## Point-per-instance localization data
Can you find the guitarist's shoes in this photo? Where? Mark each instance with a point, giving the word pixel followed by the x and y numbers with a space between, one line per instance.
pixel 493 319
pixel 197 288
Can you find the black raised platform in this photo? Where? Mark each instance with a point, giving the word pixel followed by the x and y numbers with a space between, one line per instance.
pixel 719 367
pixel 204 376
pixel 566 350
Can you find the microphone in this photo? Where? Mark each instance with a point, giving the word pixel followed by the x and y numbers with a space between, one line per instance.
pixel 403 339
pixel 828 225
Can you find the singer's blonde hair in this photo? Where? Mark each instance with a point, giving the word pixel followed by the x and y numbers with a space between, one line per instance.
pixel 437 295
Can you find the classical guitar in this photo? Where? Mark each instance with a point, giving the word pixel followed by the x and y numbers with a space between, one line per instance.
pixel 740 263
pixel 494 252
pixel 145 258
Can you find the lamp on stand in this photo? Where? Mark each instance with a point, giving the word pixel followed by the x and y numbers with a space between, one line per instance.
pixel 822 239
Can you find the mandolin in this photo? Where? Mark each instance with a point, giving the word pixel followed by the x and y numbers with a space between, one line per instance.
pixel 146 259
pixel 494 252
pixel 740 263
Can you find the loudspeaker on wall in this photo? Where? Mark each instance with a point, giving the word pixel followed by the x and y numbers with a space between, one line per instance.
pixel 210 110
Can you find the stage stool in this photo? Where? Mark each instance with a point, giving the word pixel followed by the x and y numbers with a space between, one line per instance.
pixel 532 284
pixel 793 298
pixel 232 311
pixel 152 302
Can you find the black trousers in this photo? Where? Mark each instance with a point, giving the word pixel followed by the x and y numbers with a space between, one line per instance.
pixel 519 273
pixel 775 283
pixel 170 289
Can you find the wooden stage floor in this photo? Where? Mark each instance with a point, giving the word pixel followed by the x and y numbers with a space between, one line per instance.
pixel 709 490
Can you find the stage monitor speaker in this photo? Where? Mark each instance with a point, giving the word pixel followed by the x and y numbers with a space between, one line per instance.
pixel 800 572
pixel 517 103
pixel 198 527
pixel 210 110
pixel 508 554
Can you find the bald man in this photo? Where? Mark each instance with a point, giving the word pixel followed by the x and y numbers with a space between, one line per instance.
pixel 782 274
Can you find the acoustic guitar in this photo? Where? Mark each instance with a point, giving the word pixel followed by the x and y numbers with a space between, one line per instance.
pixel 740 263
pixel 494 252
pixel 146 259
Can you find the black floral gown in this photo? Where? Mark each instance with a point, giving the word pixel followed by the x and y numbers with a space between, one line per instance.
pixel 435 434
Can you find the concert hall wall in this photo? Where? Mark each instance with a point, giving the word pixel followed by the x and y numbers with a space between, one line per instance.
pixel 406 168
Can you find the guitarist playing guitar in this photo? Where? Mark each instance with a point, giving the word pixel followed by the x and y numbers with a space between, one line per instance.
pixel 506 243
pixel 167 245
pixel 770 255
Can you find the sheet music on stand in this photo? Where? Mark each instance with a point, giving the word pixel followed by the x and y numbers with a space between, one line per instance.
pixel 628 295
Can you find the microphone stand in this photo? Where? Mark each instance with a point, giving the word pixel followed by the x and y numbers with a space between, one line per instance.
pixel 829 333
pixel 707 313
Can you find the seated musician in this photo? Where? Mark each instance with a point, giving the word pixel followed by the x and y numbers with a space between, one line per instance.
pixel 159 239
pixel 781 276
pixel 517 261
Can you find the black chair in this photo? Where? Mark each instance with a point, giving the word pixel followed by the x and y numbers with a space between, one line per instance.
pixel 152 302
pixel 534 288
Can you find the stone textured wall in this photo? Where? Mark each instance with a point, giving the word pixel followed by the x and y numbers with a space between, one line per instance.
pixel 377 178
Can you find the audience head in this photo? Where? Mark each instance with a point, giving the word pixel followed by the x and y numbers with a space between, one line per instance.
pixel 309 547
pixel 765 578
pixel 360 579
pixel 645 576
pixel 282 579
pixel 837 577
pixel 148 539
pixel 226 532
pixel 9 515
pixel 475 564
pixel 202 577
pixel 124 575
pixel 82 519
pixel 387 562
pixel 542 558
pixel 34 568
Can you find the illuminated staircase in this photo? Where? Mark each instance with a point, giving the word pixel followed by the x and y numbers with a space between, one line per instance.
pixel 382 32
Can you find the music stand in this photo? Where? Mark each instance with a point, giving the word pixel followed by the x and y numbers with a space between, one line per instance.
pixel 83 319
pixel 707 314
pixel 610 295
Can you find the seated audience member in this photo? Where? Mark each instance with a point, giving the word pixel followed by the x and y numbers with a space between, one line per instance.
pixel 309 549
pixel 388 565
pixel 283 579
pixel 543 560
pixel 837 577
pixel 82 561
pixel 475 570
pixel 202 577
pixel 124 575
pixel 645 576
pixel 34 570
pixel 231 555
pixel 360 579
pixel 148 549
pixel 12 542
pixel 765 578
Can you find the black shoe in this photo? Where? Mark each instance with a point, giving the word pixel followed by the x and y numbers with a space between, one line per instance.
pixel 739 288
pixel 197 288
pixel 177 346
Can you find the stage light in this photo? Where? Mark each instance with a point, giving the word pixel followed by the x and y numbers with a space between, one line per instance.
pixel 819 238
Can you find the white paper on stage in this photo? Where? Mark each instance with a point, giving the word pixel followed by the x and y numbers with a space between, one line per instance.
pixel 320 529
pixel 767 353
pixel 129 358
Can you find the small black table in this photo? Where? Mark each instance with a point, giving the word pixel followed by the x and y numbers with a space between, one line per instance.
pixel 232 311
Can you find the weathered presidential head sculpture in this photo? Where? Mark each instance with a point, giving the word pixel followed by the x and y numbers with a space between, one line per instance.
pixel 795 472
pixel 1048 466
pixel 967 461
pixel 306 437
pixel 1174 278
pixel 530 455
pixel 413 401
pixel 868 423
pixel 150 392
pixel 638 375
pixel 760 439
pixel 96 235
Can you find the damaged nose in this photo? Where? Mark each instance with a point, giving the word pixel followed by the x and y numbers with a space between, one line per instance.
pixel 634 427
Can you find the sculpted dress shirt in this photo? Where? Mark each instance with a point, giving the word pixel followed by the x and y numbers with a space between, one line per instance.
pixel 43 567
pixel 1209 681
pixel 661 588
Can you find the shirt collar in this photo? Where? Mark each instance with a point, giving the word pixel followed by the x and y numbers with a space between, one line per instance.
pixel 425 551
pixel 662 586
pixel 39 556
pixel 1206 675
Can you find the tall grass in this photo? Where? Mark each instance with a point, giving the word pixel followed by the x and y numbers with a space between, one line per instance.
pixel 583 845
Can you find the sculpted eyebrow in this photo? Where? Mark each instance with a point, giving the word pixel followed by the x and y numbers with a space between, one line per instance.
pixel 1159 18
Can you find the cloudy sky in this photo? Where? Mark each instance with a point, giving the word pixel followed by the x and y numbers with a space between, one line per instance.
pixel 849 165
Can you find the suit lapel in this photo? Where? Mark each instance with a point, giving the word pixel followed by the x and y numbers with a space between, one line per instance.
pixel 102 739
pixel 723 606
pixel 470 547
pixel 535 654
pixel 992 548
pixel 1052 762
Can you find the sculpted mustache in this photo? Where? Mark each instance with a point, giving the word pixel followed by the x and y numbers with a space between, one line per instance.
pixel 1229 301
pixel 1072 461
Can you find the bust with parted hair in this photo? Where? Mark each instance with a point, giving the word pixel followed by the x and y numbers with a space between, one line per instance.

## Directions
Copy each entry above exactly, leaving nothing out.

## Finished exercise
Can you find the guitarist's shoes in this photo? Where? Mark each instance with a point, giving the word pixel followed by the x and y numbers with a space between, one line per instance.
pixel 493 319
pixel 197 288
Can you find the black raised platform in this photo? Where? Mark each instance with a point, giving the word pixel followed by the x and y numbers with a space between, one line per instance.
pixel 719 367
pixel 204 376
pixel 566 350
Can you find the microphone in this photo? Where? Mark each instance with a point, giving the word pixel followed by the x and y numbers with a space between, one line per instance.
pixel 403 339
pixel 828 225
Can you find the singer's blonde hair in this photo? Where? Mark each instance with a point, giving the word pixel followed by the x and y numbers with a space between, one line per instance.
pixel 437 295
Can you find the classical guitar in this photo? Where? Mark each instance with a point, giving the word pixel followed by the x and y numbers with a space between, one line per instance.
pixel 740 263
pixel 494 252
pixel 145 258
Can you find the lamp on stand in this photo? Where? Mark each instance with a point, giving the word pixel followed by the x and y numbers with a space between, one line per instance.
pixel 822 239
Can you find the mandolin in this photo? Where? Mark each instance with a point, giving the word pixel followed by the x and y numbers with a space between, one line per instance.
pixel 146 259
pixel 494 252
pixel 740 263
Can you find the loudspeaker on wall in this photo? Where? Mark each instance with a point, giving the word pixel followed by the x and y numbers with a space between, one line per instance.
pixel 210 110
Can you find the stage stool in this photo? Where? Mark each instance with a point, giving the word pixel followed by the x and y numbers with a space between, one line per instance.
pixel 532 284
pixel 793 298
pixel 232 311
pixel 152 302
Can you find the black trousers in this photo? Where? Mark each instance with a point, giving the word pixel followed by the x and y numbers with a space between, one line per instance.
pixel 519 273
pixel 775 283
pixel 170 289
Can you find the wooden stage floor in this photo? Where? Mark each instance with a point, giving the word pixel followed by the x and y numbers with a space between, one line per instance.
pixel 709 490
Can you find the stage monitor speaker in this photo? Where? Mark each instance with a point, giving the word pixel followed by the x and y numbers with a space between, one line per instance.
pixel 800 572
pixel 517 103
pixel 198 527
pixel 210 110
pixel 508 554
Can you find the bald man in this photo? Where? Mark each instance with a point, giving the word pixel followed by the x and y numbers with a space between, one line per instance.
pixel 782 274
Can you find the acoustic guitar in this photo? Where? Mark each instance with a point, giving the word pixel followed by the x and y numbers with a space between, one line per instance.
pixel 740 263
pixel 494 252
pixel 146 259
Can you find the black floral gown in this photo? Where? Mark each instance with a point, giving the word pixel followed by the x and y numbers with a space between, one line per instance.
pixel 435 434
Can you find the concert hall wall in this photo? Where? Mark each instance with a point, giving the word pixel followed by the x and y numbers with a space between, one line per instance.
pixel 406 168
Can you find the guitarist playing guitar in this photo? Where? Mark each instance with a point, giving the word pixel followed by the x and y numbers with a space between, one line per instance.
pixel 506 243
pixel 167 245
pixel 770 255
Can you find the sheet music on stand in this photo? Where? Mark each instance with a point, giving the word pixel followed by the x and y numbers with a space between, one line per instance.
pixel 628 295
Can you find the microphone stand in this photo? Where? Mark each instance with a point, giving the word pixel followed by the x and y numbers with a space between, one line per instance.
pixel 829 333
pixel 707 313
Can you find the seated musician in this photo? Where? Mark each instance with a point, giving the word pixel followed by the x and y numbers with a space between, one line per instance.
pixel 159 239
pixel 781 276
pixel 517 261
Can you find the black chair in this photo? Where? Mark each instance with a point, giving the word pixel followed by the x and y numbers with a space between, one line per instance.
pixel 152 302
pixel 534 288
Can you find the stone textured wall in this photo? Where? Mark each instance with a point, giving the word pixel followed by the x and y numbers with a space between, one line per instance.
pixel 377 178
Can you find the audience head in this photo? Where? Mark each instance with a point, giving the word pixel followed by the x and y numbers with a space between, one line per instance.
pixel 309 547
pixel 765 578
pixel 360 579
pixel 645 576
pixel 282 579
pixel 837 577
pixel 148 539
pixel 226 532
pixel 9 515
pixel 475 564
pixel 202 577
pixel 124 575
pixel 82 519
pixel 387 562
pixel 542 558
pixel 34 568
Can you find the illuminated staircase in this photo? Where? Mark each instance with a point, giving the word pixel followed by the x and y numbers with a space between, one line per instance.
pixel 382 32
Can you find the music stand in this photo? Where? Mark each instance with a point, giving the word pixel followed by the x and y numbers with a space between, one line per instance.
pixel 83 319
pixel 707 314
pixel 610 295
Can you find the seated audience member in this photo? Where? Mark each instance with a point, giving the word pixel followed by the x and y numbers with a space between, one line per instance.
pixel 309 549
pixel 388 565
pixel 283 579
pixel 543 560
pixel 837 577
pixel 82 561
pixel 475 570
pixel 202 577
pixel 124 575
pixel 645 576
pixel 34 570
pixel 231 555
pixel 360 579
pixel 148 549
pixel 12 542
pixel 765 578
Can you find the black shoe in this photo? Where? Mark each instance with a point, giving the word pixel followed by the x and y numbers with a space between, one line per instance.
pixel 739 288
pixel 197 288
pixel 177 346
Can you find the stage light in this photo? Where? Mark each instance with a point, giving the word pixel followed by the x and y numbers with a space between, one line per instance.
pixel 819 238
Can you find the white paper on stage in this photo? Where? Mark each instance with a point, giving the word pixel followed by the x and y numbers with a space between, one line per instance.
pixel 320 529
pixel 767 353
pixel 129 358
Can you find the small black table in this photo? Where? Mark each instance with a point, giving the word pixel followed by the x and y numbers with a space between, one line per instance.
pixel 232 311
Can you find the weathered presidential head sculpture in this photo? Where? Mark each instance with a point, giving the word pixel followed by the x and y numbers with a space between, one line per instance.
pixel 795 472
pixel 1048 466
pixel 967 461
pixel 306 437
pixel 1174 278
pixel 530 455
pixel 413 401
pixel 868 423
pixel 150 392
pixel 638 375
pixel 760 439
pixel 96 235
Can you find the damaged nose in this photo? Where? Mark each instance with a point, giving the word pixel followed by the x and y numbers with a space between, one line per instance.
pixel 634 427
Can you find the sculpted dress shirt in this photo? Where? Mark each instance with a point, giving the word pixel followed by the x and y numbers with a space between, one line per instance.
pixel 43 567
pixel 1209 681
pixel 661 588
Can you find the shirt collar in this photo? Where? Mark each instance with a point, giving the word pixel followed by the x and y numbers with a space between, one line per instance.
pixel 425 551
pixel 662 586
pixel 39 556
pixel 1206 675
Can you find the tall grass in this photo? Where? Mark each instance with a point, giving the word pixel followed by the x and y numbers with a space between, one line per instance.
pixel 583 845
Can you find the sculpted eyebrow in this photo? Where? Mark each instance with a point, giving the word pixel followed by the x and y numbers with a space between, one line per instance.
pixel 1159 18
Can you find the cloudy sky in this photo? Where? Mark each instance with a point, giving the word pixel followed by the x and y numbers with a space between, one line per instance.
pixel 849 165
Can you find the suit lapel in this photo? Where? Mark each instance with a point, giving the word pixel followed by the x and y numbers with a space between, one line per instance.
pixel 102 739
pixel 723 606
pixel 470 547
pixel 535 654
pixel 992 548
pixel 1052 762
Can you find the sculpted mustache in this photo? Where? Mark each instance with a point, giving the word pixel followed by the x and y numbers with a space between, one line per instance.
pixel 1229 301
pixel 1072 461
Can you find the bust with parted hair in this photo? Where? Mark each instance with a point, giving the word pixel followed by the x and y numbers with a space between, one line per instance.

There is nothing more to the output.